*** Reading passage ***

I have ants. Again. Badly:
This is partly a result of my cats being messy eaters and partly a result of my weekends-only-dish-doing (working grad student, that’s how it goes!) and partly a result of it being way too cold to take out the recycling.
It should be noted, however, that I have enough ants that I brought some to work with me today. This is gross.
Why don’t cats eat ants? I have seen Simon eat a live millipede. And Ruby chases everything, including water drops in the shower (post-shower, of course)! Ants must taste bad or something.
I recently made a gingerbread house with a friend. It’s super cute. Look:
Luckily, I insisted she’d take it home (because Ruby would probably lick it, which is true). Of course, had I kept it, she’d probably now be licking ants.
When you get a bladder infection, urine trouble.
If you don’t have an advent calendar – you know, one of those ones with chocolate hiding behind cardboard flaps that you can get at the dollar store – you’re doing it wrong.
My sister is doing it wrong.

*** Provided records ***

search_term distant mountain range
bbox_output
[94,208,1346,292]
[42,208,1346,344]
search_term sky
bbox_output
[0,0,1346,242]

***

Copy the stretch of the blog post about ants from "It should be" through "is doing it wrong.". The records can be left aside.

It should be noted, however, that I have enough ants that I brought some to work with me today. This is gross.
Why don’t cats eat ants? I have seen Simon eat a live millipede. And Ruby chases everything, including water drops in the shower (post-shower, of course)! Ants must taste bad or something.
I recently made a gingerbread house with a friend. It’s super cute. Look:
Luckily, I insisted she’d take it home (because Ruby would probably lick it, which is true). Of course, had I kept it, she’d probably now be licking ants.
When you get a bladder infection, urine trouble.
If you don’t have an advent calendar – you know, one of those ones with chocolate hiding behind cardboard flaps that you can get at the dollar store – you’re doing it wrong.
My sister is doing it wrong.